◆ 提示テキスト:
+---+

某日夜、筆者が主催する「こうち哲学カフェ」が第1回を迎えました。
オンラインでの開催となり少しお互いの距離を感じる反面、距離を保ったまま話ができるという側面もあり…...話辛くもあり、話し易くもある。また少し違う哲学カフェの在り方を新鮮に感じています。

 

当日のテーマは「学校と教育」。
ほとんど誰もが関わったことがあり、また今後も関わっていくだろう事柄だけに考え甲斐のある主題です。カフェの最中、また後から振り返っての考察をまとめておきたいと思います。

 *本記事は当日の議事録ではなく、あくまで筆者の主観からまとめて考察を加えたものだという点にご注意ください。

 

学校教育への不満(?)

今回のテーマは、さる企業様にて採用関係のお仕事をされている方からのご提題でした。曰く、「与えられた課題をこなすことには長けているが自ら行動することは不得手で、明確な目標を持っている学生が少ないと関じている」とのこと。当日は大学生の方も参加しておられましたのでそちらにも聞いてみると、「そういう印象の学生も確かにいるとは思う」との反応(ただし自発的に動いている学生も沢山いるとのことで、ここは当然ながら注意が必要なところです)。

+---+

◆ 生データ:
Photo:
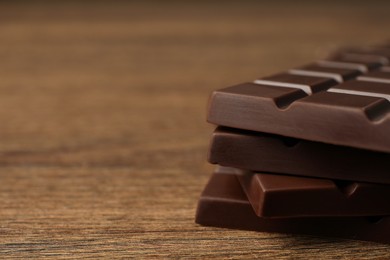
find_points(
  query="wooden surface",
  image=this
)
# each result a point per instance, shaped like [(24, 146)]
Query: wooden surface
[(103, 135)]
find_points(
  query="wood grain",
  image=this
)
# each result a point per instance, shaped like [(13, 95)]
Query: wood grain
[(103, 136)]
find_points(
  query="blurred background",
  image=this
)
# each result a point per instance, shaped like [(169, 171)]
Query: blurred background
[(75, 74), (103, 115)]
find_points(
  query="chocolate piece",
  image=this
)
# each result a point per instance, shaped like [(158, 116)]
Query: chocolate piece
[(373, 54), (377, 76), (354, 116), (317, 70), (224, 204), (303, 197), (309, 84), (271, 153), (362, 63)]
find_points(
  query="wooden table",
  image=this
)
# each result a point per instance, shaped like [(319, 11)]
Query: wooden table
[(103, 136)]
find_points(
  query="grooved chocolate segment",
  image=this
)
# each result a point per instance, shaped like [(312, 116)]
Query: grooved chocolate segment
[(273, 195), (350, 63), (337, 74), (308, 84), (376, 76), (224, 204), (371, 54), (270, 153), (343, 119), (363, 87)]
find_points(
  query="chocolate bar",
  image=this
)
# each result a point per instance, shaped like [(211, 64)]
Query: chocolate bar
[(262, 152), (314, 105), (224, 204), (275, 195)]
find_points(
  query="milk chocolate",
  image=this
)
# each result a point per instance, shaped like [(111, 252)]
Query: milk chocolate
[(262, 152), (224, 204)]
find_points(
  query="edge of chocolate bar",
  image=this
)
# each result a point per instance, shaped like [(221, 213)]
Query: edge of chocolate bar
[(224, 204), (260, 152)]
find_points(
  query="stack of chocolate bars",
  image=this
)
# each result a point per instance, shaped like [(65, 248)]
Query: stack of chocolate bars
[(306, 151)]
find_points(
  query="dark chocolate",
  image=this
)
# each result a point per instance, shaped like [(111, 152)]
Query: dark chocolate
[(350, 114), (224, 204), (275, 195), (261, 152)]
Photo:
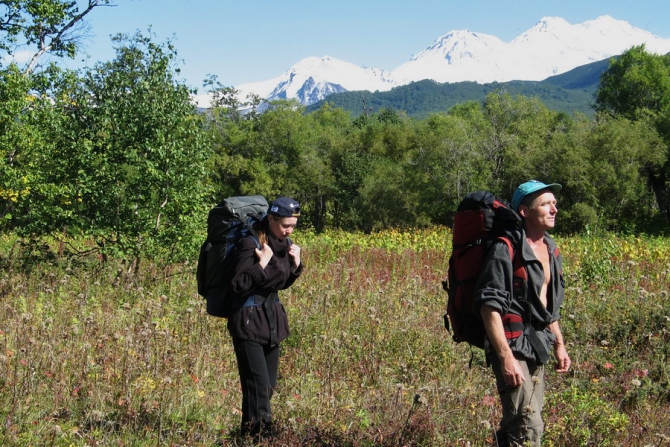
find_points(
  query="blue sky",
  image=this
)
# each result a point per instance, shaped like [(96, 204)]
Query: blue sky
[(243, 41)]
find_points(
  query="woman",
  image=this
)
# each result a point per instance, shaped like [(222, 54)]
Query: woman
[(261, 324)]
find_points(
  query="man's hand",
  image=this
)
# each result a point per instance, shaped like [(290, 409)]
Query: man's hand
[(511, 370), (563, 361)]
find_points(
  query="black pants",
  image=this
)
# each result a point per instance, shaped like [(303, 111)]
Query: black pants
[(258, 365)]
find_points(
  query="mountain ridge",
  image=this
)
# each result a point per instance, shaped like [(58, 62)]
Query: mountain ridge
[(570, 92), (551, 47)]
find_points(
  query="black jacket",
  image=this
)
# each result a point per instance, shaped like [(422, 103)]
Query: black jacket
[(495, 289), (263, 323)]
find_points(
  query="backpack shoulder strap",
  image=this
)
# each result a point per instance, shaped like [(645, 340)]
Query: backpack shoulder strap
[(519, 268)]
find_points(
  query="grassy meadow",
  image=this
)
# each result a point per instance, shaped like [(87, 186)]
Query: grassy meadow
[(93, 356)]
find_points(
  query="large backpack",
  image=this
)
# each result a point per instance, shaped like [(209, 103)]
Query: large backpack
[(229, 221), (481, 219)]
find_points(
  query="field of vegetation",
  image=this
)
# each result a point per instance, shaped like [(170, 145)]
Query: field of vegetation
[(91, 355)]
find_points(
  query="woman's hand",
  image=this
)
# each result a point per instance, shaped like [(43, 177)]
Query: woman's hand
[(294, 253), (264, 255)]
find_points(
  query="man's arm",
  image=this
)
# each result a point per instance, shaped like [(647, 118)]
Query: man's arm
[(563, 361), (511, 369)]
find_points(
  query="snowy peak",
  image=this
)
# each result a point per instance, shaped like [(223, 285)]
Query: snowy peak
[(314, 78), (551, 47)]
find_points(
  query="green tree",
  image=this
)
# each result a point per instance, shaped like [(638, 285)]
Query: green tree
[(125, 156), (53, 27), (637, 86)]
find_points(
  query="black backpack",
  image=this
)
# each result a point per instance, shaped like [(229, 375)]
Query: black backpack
[(229, 221)]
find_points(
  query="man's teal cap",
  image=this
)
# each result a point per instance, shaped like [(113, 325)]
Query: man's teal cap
[(530, 187)]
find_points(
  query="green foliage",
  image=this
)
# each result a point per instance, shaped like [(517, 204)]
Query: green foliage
[(568, 93), (45, 26), (92, 356), (637, 87), (590, 420), (121, 156)]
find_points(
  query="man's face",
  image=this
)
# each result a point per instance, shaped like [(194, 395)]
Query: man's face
[(282, 227), (542, 211)]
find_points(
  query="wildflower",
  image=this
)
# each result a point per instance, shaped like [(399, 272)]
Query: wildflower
[(420, 400)]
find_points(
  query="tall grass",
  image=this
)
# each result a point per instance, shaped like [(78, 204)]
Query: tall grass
[(90, 355)]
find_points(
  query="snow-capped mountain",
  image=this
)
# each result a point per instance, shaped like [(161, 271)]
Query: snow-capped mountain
[(314, 78), (553, 46)]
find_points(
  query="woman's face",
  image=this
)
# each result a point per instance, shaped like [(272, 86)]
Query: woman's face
[(282, 227)]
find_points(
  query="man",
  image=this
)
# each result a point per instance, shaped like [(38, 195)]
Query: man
[(518, 353)]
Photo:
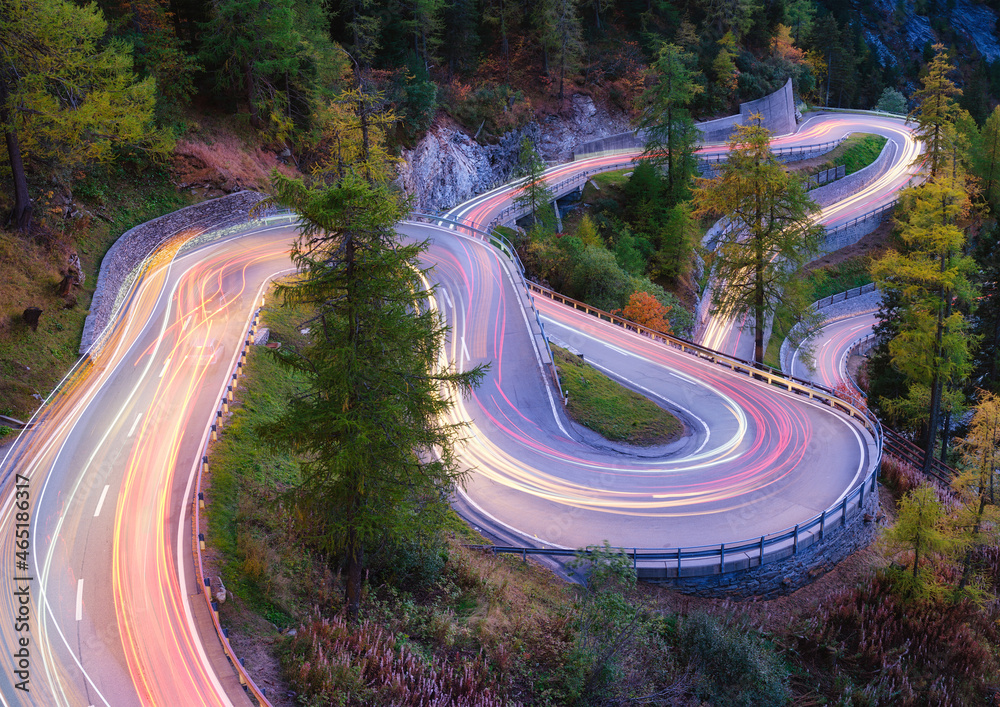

+---+

◆ 指示 1: 提示テキストのうち「オンラインでの開催となり少し」で始まり「まとめておきたいと思います。」で終わる部分を、一字一句変えずに書き写してください。
◆ 指示 2: 生データの行を、先頭の行から「[(75, 74), (103, 115)]」を含む行まで、両端の行も含めてそのまま繰り返してください。画像は出力に入れないでください。

◆ 実行結果 1:
オンラインでの開催となり少しお互いの距離を感じる反面、距離を保ったまま話ができるという側面もあり…...話辛くもあり、話し易くもある。また少し違う哲学カフェの在り方を新鮮に感じています。

 

当日のテーマは「学校と教育」。
ほとんど誰もが関わったことがあり、また今後も関わっていくだろう事柄だけに考え甲斐のある主題です。カフェの最中、また後から振り返っての考察をまとめておきたいと思います。

◆ 実行結果 2:
Photo:
find_points(
  query="wooden surface",
  image=this
)
# each result a point per instance, shaped like [(24, 146)]
Query: wooden surface
[(103, 135)]
find_points(
  query="wood grain",
  image=this
)
# each result a point per instance, shaped like [(13, 95)]
Query: wood grain
[(103, 136)]
find_points(
  query="blurred background",
  image=this
)
# each result a point per instance, shaped like [(169, 171)]
Query: blurred background
[(75, 74), (103, 115)]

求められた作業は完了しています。